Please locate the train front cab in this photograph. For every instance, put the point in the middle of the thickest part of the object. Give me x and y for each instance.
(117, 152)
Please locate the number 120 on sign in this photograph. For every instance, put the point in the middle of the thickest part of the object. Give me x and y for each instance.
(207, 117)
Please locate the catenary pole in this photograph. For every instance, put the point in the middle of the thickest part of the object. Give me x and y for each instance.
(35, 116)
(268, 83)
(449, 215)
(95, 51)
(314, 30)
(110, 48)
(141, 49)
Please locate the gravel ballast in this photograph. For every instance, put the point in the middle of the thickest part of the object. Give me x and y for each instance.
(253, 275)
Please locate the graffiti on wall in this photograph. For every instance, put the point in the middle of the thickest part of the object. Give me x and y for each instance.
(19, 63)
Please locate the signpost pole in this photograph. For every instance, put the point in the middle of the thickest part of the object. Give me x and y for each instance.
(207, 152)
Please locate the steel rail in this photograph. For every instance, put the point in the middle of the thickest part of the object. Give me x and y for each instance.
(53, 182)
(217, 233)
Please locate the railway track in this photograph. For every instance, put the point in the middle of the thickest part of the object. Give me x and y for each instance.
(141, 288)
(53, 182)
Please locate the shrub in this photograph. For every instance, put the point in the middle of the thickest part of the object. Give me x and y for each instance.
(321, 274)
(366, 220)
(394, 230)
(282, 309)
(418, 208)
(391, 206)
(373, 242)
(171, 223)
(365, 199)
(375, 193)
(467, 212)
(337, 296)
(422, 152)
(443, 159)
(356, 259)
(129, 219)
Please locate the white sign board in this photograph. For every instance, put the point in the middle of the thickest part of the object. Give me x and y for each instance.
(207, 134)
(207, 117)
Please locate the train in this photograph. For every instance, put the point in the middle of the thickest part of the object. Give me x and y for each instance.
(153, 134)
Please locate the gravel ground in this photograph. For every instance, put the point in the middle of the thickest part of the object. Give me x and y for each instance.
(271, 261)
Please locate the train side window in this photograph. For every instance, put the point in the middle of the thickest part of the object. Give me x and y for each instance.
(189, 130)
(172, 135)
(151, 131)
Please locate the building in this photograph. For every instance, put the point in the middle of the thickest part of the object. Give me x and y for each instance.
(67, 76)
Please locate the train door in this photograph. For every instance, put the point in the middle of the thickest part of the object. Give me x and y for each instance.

┄┄┄┄┄┄┄┄┄┄

Print the records once more, exactly as they were given.

■ **Output for this exercise**:
Please locate the train front cab in this photograph. For every instance, put the point in the middle of the thickest part of the object. Give me x and y for each instance.
(117, 152)
Please locate the number 120 on sign in this photograph. For every instance, put the point in the middle of the thickest part of the object. Give me x and y for each instance.
(207, 117)
Please locate the catenary pole in this photograph. For every instance, put the point in the middle of the thickest part of the object. Give me x and y for each instance.
(35, 116)
(268, 83)
(449, 215)
(95, 51)
(314, 30)
(110, 48)
(141, 49)
Please locate the gravel ballast in this photograph. For every instance, put the point in the middle of the thickest part of the object. Give me x and y for each instance.
(253, 275)
Please locate the graffiti on wall in this photograph. For every instance, put the point in the middle of the thickest part of the object. Give me x and y for each instance.
(19, 63)
Please locate the signpost pole in this photograph. For every instance, put the point in the middle of the thickest part of the object. Give me x and y for each instance.
(207, 152)
Please locate the steel rail in this photograph. For every instance, put the point in the middle of the thickest part of the object. Give me x and y for each instance.
(53, 182)
(217, 233)
Please locate the railway track in this photograph. For every instance, put the point in the middle of the thickest part of the object. Give me x and y for each instance.
(141, 288)
(53, 182)
Please locate the shrub in this photograph. For every instance, put the point in the middle of the thickest part of the object. Give me x and y for each instance.
(321, 274)
(366, 220)
(394, 230)
(282, 309)
(418, 208)
(391, 206)
(373, 242)
(171, 223)
(365, 199)
(375, 193)
(467, 212)
(337, 296)
(422, 152)
(443, 159)
(356, 259)
(129, 219)
Please locate the white sign board in this photograph. For every instance, put the point in the middle of the thickest part of the object. Give me x and y for each instance.
(207, 134)
(207, 117)
Please locate the train in this photograph. For every instance, put the point in the middle of the thickest part of the object. Give me x and y for each instance.
(153, 134)
Please locate the gravel ground in this photograph. For every instance, put the point in the middle of the thickest part of the object. Give me x and y for each instance.
(271, 261)
Please locate the train side window in this photograph. For every instance, put the point in the middle of the thickest part of the object. Give me x and y for each instance.
(189, 130)
(172, 135)
(151, 131)
Please locate the building in this photograph. For every instance, put the point in the middle of the thickest part of the object. Give me x and y for each instance.
(67, 76)
Please locate the train door in this photograph. For every instance, put the point in the middle of the thickest part of the object. Give me x and y for each instance.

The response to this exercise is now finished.